* _Exercise aim_
Continue the article below on video games and substance use, starting after its last sentence.

* _Passage provided_
October brought us costumes, candy, pumpkins, and fall fun. November brings thankfulness and the start of our holiday season. Our Hanukkah, Christmas, and Kwanzaa lists start to fill with gifts to buy for our family, friends, or even oneself. One of the most asked for items for kids, teens, and young adults are video game consoles and the games that go with them. These games can be a great source for fun, but they can often have themes and story lines that are not age appropriate.

As we now know, screen time can affect a child’s brain development and mental health. A recent study showed that too much screen time can affect brain processing speed3. In addition to this excess screen time, some video games tend to be centered around substance use, violence, and other harmful themes that can affect the way our children think and behave. One study revealed that video gamers have a significantly higher consumption of alcohol than non-video gamers1.  The same study also pointed out that although the problematic use of video games is often short lived, the early use of substances increases the risk for later dependency. This study pointed out the need to teach adolescents and young adults about the possible risks of video games as well as the need for parents to monitor their use1.  Listed below are a few of the top video games that have scenes of substance use in them:

  • Fallout: This game uses drugs as “boosts,” which can lead your character to have increased intelligence, damage output and resistance. This ultimately helps with beating the game. In the game, your character has to keep taking the drugs to get the boosts, which means that your character is becoming addicted2.  (Rated M for Mature; Rated R according to Parents Guide)

* _Material supplied_
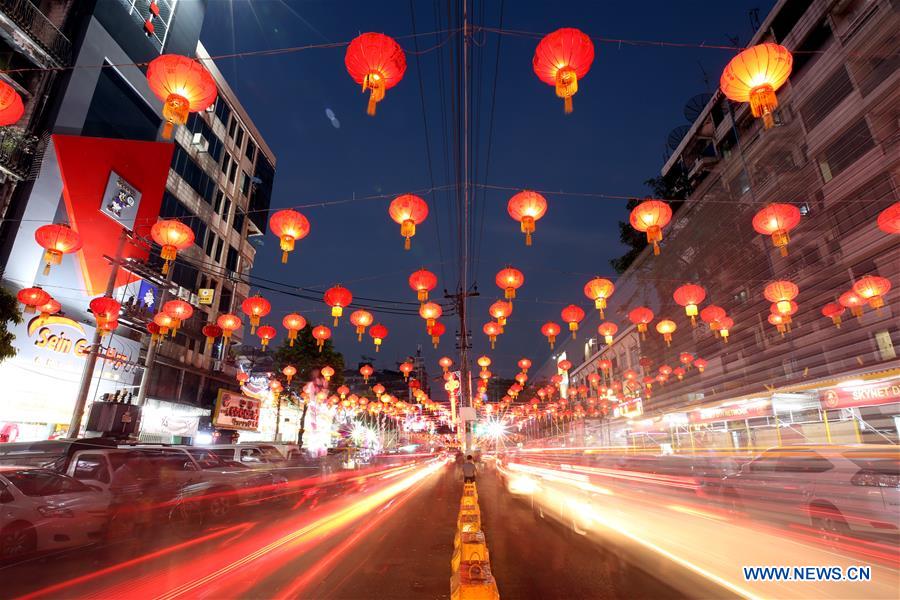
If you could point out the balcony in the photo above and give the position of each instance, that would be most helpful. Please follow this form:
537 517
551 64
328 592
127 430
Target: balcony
17 151
48 44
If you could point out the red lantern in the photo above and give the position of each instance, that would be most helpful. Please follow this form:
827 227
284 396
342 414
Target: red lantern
229 324
889 219
572 315
338 298
422 281
56 240
361 319
437 330
599 290
293 323
608 331
33 297
833 311
378 332
408 210
550 330
266 334
290 226
526 207
873 289
781 292
689 296
666 328
377 63
11 106
509 280
641 317
651 216
755 75
211 331
173 236
321 333
561 59
255 307
777 220
183 85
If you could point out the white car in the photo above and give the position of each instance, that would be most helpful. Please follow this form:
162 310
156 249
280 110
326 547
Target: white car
41 510
840 490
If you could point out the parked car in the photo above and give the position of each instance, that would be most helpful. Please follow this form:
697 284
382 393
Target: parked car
41 510
839 490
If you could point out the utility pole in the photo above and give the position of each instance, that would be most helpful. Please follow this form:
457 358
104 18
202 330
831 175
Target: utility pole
90 360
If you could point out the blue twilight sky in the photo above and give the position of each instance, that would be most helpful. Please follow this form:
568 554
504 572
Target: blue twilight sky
616 139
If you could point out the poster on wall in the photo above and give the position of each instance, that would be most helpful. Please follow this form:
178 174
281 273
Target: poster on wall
235 411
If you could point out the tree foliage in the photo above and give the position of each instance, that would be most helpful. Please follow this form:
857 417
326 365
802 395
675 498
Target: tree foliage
304 355
9 312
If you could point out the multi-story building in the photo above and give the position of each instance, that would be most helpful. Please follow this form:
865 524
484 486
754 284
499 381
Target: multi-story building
834 153
102 126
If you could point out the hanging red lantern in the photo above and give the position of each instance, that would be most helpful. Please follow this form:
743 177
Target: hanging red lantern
338 298
641 317
377 63
408 210
889 219
11 106
833 311
211 331
755 75
266 334
666 328
873 289
437 330
255 307
572 315
500 310
561 59
526 207
608 331
689 296
378 332
431 312
361 319
651 216
293 323
492 330
290 226
509 280
422 282
777 220
184 86
229 324
173 236
56 240
321 333
105 309
33 297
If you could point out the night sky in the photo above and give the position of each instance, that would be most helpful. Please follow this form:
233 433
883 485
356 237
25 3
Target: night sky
616 139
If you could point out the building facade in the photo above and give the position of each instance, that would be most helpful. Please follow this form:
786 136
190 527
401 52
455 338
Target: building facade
834 153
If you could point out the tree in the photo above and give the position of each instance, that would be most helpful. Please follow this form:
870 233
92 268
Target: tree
9 312
675 188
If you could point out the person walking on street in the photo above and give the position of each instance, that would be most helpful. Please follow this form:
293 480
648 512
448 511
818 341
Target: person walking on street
469 470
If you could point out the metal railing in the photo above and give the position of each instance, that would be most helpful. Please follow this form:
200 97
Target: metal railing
27 16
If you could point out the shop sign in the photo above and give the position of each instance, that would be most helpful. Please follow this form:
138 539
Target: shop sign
235 411
871 394
733 412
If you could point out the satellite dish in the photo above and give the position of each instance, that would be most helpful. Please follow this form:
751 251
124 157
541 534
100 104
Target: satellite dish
676 135
695 106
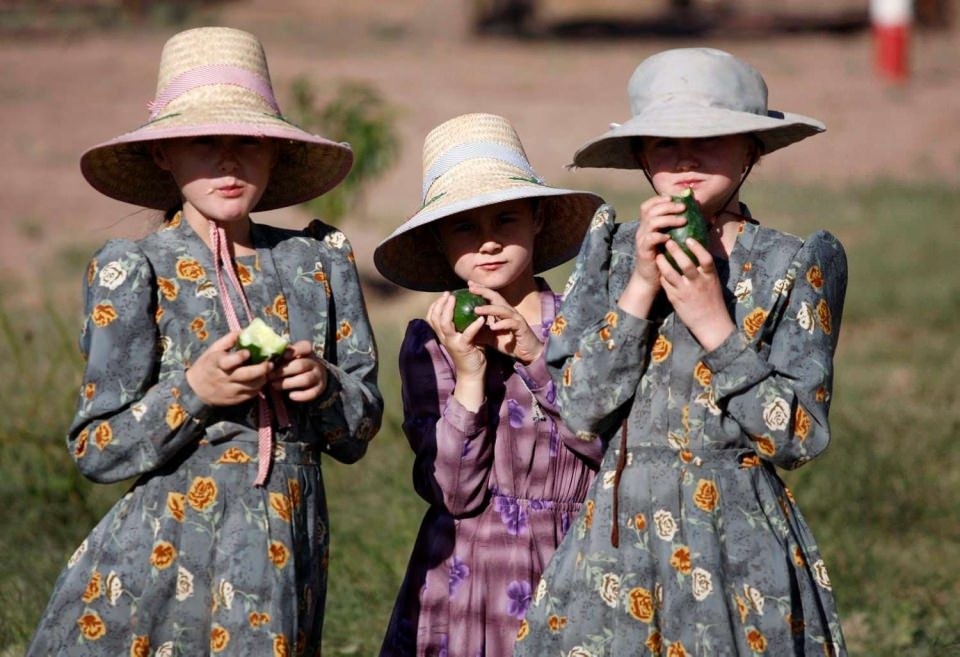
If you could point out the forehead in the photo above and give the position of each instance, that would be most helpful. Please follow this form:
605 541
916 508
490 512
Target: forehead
523 206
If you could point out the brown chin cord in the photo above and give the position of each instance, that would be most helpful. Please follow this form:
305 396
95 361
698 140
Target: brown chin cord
736 190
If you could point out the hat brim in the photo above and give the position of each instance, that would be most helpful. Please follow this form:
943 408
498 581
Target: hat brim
614 150
411 255
308 165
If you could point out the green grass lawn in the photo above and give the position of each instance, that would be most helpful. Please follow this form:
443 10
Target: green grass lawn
881 501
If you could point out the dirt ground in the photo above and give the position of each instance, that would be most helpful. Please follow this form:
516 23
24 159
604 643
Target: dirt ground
60 95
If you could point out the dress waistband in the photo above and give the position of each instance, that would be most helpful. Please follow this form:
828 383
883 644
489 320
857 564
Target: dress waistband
503 501
725 457
241 450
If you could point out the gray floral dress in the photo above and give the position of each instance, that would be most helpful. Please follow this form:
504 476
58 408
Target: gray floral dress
194 559
714 557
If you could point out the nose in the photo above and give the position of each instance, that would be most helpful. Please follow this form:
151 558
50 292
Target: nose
687 158
489 242
228 159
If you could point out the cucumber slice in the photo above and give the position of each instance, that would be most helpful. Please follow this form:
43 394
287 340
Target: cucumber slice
261 341
696 227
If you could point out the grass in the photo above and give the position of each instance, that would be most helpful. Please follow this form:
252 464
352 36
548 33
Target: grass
881 501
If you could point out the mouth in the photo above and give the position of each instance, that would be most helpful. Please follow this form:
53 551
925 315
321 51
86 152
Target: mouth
230 191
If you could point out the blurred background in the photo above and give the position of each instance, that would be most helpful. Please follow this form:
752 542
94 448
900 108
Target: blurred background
885 177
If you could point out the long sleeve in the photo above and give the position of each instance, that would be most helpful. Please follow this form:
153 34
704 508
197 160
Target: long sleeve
350 411
454 449
129 420
778 390
592 335
536 376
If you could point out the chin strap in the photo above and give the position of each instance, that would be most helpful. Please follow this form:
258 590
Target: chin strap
730 197
223 262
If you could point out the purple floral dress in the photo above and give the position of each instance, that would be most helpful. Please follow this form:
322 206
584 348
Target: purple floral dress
503 484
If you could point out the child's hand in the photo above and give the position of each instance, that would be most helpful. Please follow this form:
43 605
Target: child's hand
220 377
508 332
657 214
299 373
696 294
469 359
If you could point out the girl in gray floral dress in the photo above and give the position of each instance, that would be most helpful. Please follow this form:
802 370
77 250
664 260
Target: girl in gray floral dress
705 378
220 546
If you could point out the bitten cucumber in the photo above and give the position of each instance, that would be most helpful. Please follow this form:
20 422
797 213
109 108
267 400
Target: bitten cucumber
261 341
696 227
464 308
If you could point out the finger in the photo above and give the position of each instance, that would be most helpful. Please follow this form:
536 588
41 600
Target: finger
255 375
470 333
487 293
668 274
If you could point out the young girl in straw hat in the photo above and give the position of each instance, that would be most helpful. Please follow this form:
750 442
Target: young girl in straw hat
221 543
710 376
502 474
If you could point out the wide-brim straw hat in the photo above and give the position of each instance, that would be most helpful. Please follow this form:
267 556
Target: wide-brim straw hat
215 81
695 93
471 161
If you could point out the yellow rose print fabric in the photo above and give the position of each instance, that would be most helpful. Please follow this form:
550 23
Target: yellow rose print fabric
714 556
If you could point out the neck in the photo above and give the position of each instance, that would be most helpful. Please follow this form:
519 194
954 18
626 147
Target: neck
238 235
725 228
526 299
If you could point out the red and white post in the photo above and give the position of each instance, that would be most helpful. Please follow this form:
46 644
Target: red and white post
891 20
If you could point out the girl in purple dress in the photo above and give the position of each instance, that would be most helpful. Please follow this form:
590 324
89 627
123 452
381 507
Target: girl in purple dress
221 544
502 474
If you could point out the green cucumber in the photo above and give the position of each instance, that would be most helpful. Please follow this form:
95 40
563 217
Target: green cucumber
696 227
464 308
261 341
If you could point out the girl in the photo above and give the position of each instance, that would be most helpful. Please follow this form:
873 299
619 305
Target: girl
711 376
222 541
501 473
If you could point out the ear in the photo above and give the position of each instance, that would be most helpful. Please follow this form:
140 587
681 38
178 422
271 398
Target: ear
537 215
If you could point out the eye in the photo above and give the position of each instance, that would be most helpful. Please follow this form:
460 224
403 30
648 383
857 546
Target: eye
662 143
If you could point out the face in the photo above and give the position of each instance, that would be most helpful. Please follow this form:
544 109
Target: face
711 166
220 177
492 245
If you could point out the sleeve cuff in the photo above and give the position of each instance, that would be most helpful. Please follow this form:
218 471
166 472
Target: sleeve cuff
535 375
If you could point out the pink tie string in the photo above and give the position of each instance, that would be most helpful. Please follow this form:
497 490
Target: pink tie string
223 262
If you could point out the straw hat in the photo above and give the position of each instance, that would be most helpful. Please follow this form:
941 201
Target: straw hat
469 162
691 93
214 81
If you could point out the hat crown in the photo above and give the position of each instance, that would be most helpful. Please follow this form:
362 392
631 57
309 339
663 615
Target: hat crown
212 67
465 141
703 77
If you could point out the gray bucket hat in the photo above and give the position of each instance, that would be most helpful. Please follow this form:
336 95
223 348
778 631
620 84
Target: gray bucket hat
469 162
215 81
693 93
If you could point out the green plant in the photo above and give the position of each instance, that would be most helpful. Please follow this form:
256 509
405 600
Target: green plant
356 114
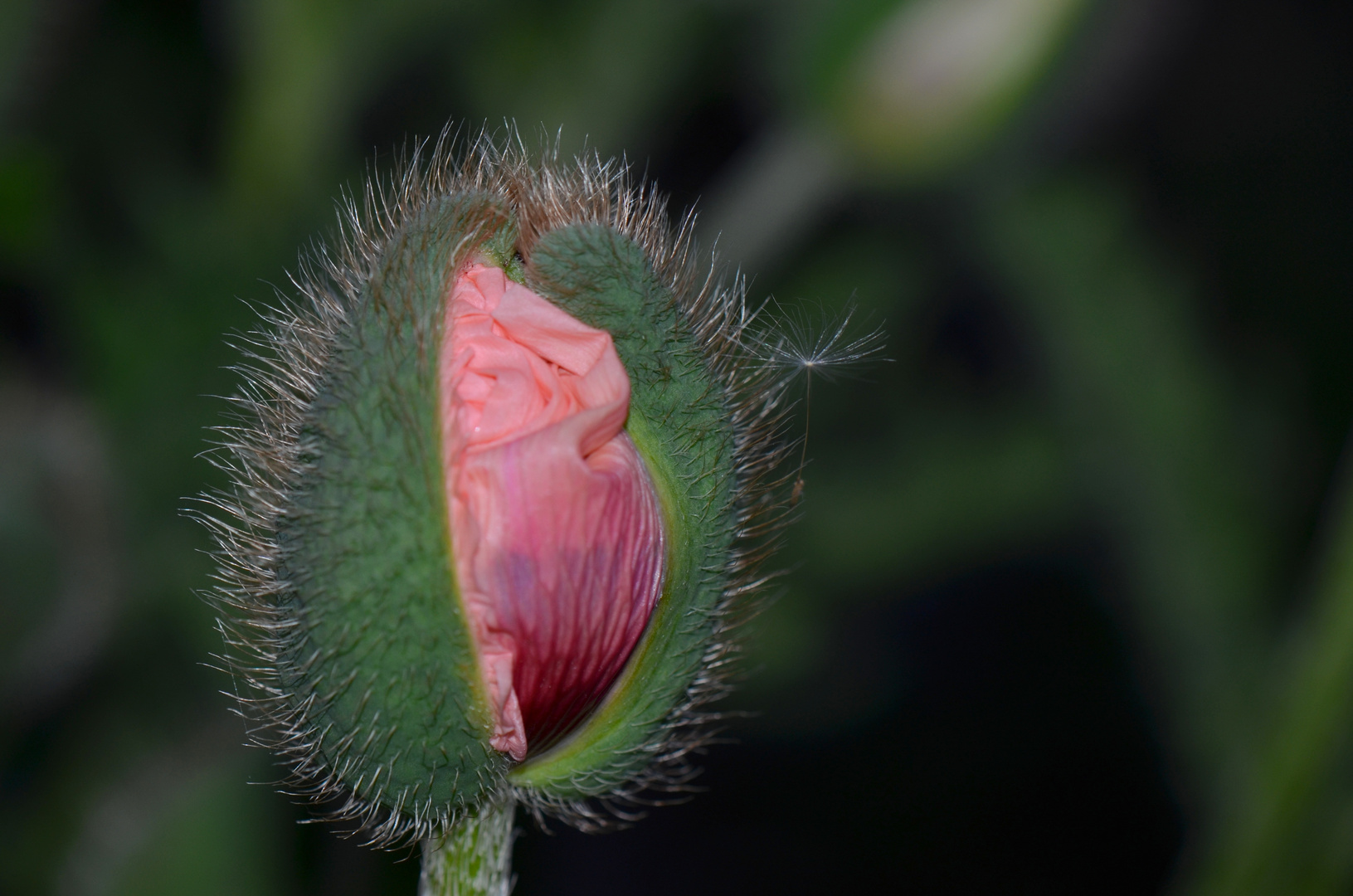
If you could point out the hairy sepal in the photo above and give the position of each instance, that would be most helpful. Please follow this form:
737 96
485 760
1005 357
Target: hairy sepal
679 421
386 672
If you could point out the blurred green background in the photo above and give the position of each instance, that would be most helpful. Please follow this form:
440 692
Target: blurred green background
1070 604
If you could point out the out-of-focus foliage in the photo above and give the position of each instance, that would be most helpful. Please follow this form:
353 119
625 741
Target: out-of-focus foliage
1069 601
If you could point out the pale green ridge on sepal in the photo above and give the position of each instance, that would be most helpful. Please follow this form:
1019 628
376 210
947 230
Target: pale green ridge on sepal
681 424
387 664
501 249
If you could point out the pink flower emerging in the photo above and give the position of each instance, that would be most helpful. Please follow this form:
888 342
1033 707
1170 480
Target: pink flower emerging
557 535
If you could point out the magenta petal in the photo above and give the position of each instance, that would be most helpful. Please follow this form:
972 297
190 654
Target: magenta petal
557 529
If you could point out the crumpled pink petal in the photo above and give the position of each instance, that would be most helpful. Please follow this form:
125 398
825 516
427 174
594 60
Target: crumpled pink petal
557 535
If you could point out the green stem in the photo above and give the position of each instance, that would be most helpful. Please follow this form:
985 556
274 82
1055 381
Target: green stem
474 859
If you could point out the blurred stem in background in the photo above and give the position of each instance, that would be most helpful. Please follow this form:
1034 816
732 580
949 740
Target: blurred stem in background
1258 724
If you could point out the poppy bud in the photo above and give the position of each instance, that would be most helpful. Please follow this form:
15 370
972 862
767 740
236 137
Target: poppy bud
497 485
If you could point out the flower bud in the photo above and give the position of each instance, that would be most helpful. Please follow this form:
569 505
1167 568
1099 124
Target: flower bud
497 486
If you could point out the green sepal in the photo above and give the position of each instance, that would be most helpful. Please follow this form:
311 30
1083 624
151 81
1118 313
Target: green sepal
679 421
386 660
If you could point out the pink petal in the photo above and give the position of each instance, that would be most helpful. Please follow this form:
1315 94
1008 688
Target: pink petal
557 528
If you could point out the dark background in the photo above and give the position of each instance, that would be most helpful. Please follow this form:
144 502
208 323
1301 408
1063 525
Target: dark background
1063 612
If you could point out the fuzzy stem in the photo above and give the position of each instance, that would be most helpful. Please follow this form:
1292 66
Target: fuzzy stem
474 859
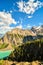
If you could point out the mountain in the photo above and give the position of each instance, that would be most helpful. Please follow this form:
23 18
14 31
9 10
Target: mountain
17 36
38 30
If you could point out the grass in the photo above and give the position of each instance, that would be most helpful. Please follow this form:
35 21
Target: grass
4 45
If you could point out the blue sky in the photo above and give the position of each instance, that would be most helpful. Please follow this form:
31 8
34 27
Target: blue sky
23 14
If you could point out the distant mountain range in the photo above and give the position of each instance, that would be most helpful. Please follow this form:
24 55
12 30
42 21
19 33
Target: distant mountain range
17 36
38 30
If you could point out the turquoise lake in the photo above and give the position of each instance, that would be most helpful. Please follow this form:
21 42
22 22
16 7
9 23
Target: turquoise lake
4 54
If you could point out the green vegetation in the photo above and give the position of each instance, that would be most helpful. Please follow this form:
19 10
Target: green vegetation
4 45
28 51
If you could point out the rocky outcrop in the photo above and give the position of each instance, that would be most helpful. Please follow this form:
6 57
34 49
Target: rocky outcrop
38 30
16 36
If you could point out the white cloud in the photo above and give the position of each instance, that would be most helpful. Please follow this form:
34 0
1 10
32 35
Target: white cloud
5 21
29 16
28 26
29 7
19 26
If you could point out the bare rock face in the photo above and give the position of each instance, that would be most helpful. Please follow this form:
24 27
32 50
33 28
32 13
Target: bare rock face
16 36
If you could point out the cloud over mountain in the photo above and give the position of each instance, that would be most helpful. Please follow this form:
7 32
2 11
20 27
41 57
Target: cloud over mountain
29 7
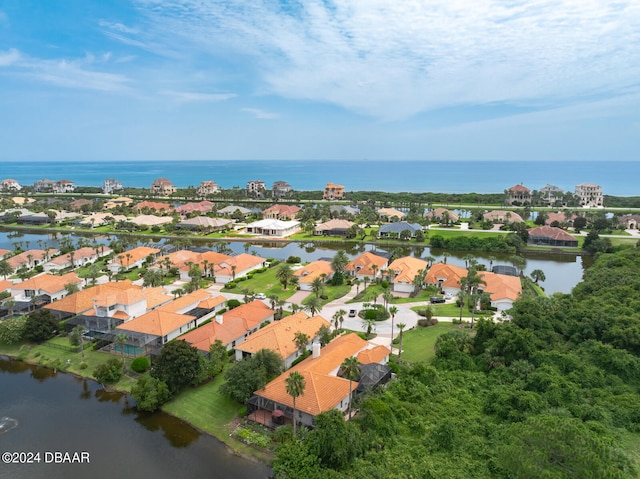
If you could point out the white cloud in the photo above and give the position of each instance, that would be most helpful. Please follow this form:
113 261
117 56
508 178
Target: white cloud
261 114
392 60
9 57
189 97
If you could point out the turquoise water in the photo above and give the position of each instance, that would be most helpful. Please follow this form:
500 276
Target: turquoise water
616 178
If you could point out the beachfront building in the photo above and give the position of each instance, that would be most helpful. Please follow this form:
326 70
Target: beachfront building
10 185
231 328
518 195
367 265
78 258
502 216
256 188
324 388
442 215
394 230
319 269
162 187
111 185
207 188
277 228
589 195
333 191
280 337
280 189
335 227
550 236
550 194
403 271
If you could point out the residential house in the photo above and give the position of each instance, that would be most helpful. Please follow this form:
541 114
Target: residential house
550 194
390 214
280 189
333 191
133 258
207 188
280 337
232 327
281 212
403 271
111 185
256 188
367 265
501 216
115 202
442 215
10 185
394 230
446 277
324 388
49 287
548 235
316 269
31 258
518 195
232 209
147 206
503 289
589 195
201 207
162 187
78 258
335 227
205 223
277 228
64 186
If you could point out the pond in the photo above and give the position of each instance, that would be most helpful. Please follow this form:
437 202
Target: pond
58 412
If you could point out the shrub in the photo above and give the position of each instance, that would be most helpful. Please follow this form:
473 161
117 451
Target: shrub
140 364
109 372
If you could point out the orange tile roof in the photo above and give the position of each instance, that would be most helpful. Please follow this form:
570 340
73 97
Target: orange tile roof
501 286
373 355
279 336
313 270
48 283
449 274
156 322
407 268
83 300
363 264
323 390
135 254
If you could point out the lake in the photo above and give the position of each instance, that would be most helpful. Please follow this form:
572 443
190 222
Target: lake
58 412
562 272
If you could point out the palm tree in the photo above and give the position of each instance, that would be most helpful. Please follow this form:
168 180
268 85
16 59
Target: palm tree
350 370
401 327
120 340
393 310
295 385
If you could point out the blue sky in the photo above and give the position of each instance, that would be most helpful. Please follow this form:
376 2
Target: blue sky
414 80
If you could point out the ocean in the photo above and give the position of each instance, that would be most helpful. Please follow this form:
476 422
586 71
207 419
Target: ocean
616 178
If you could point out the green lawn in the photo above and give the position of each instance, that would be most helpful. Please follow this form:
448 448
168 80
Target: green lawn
210 411
417 344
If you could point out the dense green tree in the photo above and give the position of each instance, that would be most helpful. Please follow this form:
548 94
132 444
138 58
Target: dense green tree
150 393
40 326
178 365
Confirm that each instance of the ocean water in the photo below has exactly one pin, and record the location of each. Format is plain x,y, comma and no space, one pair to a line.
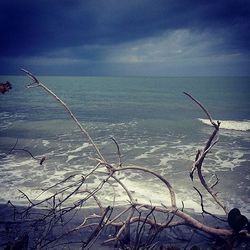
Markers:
155,124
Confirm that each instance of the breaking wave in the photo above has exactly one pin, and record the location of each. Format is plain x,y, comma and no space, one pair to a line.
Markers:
232,125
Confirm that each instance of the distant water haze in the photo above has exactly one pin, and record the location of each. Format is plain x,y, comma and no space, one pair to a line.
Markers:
155,125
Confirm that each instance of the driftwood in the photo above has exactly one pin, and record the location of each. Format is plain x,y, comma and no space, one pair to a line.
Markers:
5,87
130,223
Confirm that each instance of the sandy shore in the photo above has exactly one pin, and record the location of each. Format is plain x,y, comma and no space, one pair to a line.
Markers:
18,225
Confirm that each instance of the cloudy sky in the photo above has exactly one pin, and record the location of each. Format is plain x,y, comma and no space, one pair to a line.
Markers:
125,37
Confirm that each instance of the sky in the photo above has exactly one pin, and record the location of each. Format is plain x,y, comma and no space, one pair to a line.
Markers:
125,38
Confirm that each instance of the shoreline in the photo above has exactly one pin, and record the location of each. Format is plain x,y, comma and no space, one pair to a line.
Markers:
180,236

* _Final result_
  • rand Theft Auto: This series of games are notorious for their profanity, sexual references and drugs. Versions of the game explore drug dealing and building drug empires, where the character can make money by selling cocaine, heroin, downers, acid, marijuana, and ecstasy2. (Rated M for Mature; Rated R according to Parents Guide)

These are just a few examples of the many games that reference drug use. Video games can be a tool that some use to escape everyday life and live in a made up world for a little bit. The question to consider is whether or not to let your children play games that include scenes involving drugs or games that are beyond the recommended age. Parents or Guardians, please research the games that your child is asking for this holiday season and talk to them about substance use and addiction.

For more information about game ratings and game reviews, please visit the following sites:

  • commonsensemedia.org
  • imdb.com (search for your game of choice and under ‘storyline’, click ‘parent’s guide’)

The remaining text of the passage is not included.